§ **Activity**: Report every line of the records that contains the word "white".

------ Given records

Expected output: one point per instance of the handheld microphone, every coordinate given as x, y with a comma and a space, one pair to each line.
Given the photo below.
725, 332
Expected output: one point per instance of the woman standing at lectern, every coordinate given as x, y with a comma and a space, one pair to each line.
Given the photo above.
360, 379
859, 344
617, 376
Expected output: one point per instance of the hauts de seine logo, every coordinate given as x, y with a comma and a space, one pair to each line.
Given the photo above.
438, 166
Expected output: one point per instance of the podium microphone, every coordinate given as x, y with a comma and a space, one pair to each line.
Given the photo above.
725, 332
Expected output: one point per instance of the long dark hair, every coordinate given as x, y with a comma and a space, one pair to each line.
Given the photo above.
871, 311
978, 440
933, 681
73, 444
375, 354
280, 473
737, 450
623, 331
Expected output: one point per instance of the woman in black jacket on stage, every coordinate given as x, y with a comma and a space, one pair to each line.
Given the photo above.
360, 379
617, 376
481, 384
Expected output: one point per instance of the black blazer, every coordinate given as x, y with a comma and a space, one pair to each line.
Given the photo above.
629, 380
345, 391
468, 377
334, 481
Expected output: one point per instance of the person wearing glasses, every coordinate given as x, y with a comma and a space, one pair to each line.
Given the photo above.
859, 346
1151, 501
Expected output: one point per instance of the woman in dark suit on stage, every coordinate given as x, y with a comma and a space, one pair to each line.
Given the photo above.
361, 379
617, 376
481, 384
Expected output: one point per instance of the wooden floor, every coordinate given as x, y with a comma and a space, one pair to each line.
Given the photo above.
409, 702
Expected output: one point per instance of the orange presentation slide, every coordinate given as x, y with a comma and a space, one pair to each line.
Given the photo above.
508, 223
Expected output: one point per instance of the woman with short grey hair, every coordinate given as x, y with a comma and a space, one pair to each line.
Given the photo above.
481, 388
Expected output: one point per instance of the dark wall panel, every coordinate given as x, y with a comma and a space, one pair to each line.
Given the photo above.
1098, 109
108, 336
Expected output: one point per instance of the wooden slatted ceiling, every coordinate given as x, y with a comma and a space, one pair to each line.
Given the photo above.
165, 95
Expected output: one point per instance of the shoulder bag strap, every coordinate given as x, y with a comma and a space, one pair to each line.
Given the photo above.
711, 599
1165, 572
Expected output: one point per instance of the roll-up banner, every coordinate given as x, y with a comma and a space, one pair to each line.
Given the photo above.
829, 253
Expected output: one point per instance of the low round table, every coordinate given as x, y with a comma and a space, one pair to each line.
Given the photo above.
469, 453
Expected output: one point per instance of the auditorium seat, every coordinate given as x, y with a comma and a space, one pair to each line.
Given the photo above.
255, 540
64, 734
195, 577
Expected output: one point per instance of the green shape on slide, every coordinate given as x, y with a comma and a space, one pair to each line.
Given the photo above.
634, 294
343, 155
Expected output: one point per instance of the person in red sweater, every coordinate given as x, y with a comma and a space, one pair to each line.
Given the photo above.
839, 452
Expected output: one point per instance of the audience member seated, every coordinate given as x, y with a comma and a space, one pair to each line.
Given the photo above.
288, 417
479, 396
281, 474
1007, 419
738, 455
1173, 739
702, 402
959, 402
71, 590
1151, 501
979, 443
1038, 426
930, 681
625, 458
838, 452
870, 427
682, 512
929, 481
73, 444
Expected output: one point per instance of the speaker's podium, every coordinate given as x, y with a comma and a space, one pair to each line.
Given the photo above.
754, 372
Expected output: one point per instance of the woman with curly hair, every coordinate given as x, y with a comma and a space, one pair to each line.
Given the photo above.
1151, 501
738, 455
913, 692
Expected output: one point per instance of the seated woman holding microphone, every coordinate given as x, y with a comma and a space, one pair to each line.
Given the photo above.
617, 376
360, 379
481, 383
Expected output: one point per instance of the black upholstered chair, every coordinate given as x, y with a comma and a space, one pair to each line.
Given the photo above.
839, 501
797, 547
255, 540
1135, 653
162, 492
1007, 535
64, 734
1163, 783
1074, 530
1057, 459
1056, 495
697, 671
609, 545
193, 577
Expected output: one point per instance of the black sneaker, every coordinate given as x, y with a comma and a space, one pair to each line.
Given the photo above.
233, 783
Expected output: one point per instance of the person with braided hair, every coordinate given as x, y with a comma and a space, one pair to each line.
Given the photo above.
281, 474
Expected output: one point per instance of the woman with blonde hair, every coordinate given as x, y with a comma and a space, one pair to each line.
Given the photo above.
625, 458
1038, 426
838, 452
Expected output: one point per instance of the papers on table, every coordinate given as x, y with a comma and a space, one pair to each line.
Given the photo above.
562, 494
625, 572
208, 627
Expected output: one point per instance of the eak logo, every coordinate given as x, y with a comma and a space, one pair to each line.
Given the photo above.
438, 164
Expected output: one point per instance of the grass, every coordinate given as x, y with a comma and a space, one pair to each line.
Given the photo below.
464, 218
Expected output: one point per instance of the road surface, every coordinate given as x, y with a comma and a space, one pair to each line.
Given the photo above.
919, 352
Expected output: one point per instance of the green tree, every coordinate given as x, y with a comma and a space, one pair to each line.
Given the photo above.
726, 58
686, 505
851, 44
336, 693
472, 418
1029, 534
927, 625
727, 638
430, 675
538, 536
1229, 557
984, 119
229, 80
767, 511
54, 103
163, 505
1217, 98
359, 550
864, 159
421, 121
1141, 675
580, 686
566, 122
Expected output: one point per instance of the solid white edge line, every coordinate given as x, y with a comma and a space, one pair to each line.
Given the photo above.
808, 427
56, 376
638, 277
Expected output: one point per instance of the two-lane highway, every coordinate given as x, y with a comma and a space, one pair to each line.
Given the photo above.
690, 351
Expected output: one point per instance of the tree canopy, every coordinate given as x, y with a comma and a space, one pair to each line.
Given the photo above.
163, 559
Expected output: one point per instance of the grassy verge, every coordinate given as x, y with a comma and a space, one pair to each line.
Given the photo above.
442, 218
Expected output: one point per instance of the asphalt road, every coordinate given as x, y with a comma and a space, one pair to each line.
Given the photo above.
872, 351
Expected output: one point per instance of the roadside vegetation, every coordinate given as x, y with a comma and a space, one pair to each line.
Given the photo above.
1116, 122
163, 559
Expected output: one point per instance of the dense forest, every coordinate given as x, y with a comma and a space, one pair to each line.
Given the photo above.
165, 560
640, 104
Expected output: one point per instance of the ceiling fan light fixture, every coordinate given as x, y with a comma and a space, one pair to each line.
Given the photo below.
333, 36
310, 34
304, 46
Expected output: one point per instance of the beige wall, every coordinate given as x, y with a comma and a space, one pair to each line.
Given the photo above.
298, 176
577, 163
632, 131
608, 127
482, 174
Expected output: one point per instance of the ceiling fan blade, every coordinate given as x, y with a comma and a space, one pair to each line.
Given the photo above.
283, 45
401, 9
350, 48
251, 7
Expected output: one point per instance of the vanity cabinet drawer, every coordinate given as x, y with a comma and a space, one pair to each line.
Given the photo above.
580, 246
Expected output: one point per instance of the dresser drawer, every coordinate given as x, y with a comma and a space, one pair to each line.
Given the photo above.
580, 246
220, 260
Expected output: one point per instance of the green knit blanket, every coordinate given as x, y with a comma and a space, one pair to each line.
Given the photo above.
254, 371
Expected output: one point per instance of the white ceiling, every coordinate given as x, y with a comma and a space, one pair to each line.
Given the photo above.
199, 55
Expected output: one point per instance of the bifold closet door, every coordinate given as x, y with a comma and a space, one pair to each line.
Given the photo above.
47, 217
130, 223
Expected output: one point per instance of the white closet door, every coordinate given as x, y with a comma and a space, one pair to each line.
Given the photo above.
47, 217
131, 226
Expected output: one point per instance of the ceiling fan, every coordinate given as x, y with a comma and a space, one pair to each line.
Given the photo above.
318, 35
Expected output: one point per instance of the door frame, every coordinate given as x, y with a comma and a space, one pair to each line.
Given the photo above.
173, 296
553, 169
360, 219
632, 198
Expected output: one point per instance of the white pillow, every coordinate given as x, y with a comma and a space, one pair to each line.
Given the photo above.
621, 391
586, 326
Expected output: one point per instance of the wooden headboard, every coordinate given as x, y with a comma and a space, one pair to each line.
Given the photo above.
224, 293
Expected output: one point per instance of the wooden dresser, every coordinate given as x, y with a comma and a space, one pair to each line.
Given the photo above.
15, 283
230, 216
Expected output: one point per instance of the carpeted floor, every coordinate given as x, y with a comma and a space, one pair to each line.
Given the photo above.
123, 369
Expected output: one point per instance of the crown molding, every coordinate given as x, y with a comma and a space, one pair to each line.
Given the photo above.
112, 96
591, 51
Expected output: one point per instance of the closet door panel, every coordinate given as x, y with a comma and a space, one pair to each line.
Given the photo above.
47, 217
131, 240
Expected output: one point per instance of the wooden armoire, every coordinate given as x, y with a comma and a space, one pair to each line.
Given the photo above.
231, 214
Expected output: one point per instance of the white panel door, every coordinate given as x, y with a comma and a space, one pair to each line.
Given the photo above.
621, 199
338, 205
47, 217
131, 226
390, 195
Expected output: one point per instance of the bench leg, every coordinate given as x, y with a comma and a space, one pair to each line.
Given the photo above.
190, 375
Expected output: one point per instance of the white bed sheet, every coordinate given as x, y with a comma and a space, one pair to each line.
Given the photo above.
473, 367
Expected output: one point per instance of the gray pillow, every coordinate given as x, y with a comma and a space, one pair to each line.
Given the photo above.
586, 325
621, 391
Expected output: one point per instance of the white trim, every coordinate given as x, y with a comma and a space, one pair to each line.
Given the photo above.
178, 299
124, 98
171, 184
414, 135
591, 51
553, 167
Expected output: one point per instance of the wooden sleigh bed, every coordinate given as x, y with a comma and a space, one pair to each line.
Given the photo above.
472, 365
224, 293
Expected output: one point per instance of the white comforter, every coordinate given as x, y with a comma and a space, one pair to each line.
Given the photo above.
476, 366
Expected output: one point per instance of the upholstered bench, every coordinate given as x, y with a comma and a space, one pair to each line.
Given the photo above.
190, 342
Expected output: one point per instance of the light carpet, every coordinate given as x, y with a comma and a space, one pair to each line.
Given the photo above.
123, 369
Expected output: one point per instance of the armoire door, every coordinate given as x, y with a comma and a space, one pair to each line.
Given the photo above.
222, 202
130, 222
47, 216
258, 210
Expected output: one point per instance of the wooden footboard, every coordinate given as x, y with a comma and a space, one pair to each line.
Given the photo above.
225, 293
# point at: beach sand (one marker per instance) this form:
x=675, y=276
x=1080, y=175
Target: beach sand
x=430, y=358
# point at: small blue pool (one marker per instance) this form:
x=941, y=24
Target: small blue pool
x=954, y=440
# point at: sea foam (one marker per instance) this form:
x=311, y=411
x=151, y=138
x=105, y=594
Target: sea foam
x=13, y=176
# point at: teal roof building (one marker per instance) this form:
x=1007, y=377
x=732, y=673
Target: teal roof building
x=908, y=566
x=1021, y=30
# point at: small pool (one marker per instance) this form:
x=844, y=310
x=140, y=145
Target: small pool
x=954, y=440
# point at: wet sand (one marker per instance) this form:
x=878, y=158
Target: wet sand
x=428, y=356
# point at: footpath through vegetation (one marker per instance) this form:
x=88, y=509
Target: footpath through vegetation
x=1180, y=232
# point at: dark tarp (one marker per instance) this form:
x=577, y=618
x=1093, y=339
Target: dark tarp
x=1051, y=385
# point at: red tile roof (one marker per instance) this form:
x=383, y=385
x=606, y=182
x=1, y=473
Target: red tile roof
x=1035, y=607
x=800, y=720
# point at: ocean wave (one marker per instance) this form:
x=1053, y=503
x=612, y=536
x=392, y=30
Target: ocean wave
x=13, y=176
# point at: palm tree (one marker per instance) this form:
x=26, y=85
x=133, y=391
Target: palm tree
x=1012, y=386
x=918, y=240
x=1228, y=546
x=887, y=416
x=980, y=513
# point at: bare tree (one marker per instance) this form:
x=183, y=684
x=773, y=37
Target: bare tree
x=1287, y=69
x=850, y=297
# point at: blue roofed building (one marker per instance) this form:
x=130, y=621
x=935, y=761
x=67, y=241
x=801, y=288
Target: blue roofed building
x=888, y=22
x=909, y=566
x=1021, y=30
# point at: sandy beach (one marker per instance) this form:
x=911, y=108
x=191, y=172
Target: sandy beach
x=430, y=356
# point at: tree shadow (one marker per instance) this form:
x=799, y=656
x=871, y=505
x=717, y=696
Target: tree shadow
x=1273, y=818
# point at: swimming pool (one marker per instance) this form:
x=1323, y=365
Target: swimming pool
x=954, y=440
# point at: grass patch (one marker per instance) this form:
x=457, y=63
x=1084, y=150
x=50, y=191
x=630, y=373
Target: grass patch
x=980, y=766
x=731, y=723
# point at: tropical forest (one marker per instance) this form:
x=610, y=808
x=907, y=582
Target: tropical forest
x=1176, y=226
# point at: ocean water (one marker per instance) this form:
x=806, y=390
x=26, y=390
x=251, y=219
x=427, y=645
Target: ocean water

------------

§ **Response box**:
Expected output: one point per instance of the solid white edge line, every coordinate given as x, y with a comma and a space, one pair to each line.
Expected output: one point per instance of the white ceiling, every coordinate given as x, y with a comma and a space, one pair to each line.
Expected output: one point per instance of the white closet door, every coordinate given as x, y with a comma and a space, one pair to each line.
Expected output: one point per instance of the white pillow, every coordinate given as x, y with a comma and a space, one pair to each line.
Expected output: one point per instance of the white panel door, every coordinate given as x, y with a comma and a space, one pair to each line.
Expected output: one point per instance of the white bed sheet, every coordinate given as x, y with a comma and a space, one pair to each line.
Expected output: one point per instance of the white trim, every coordinate given as x, y with a comma and a space, one pair to each line.
Expected output: one point per instance of the white comforter, every coordinate given as x, y with a comma and a space, one pair to each line.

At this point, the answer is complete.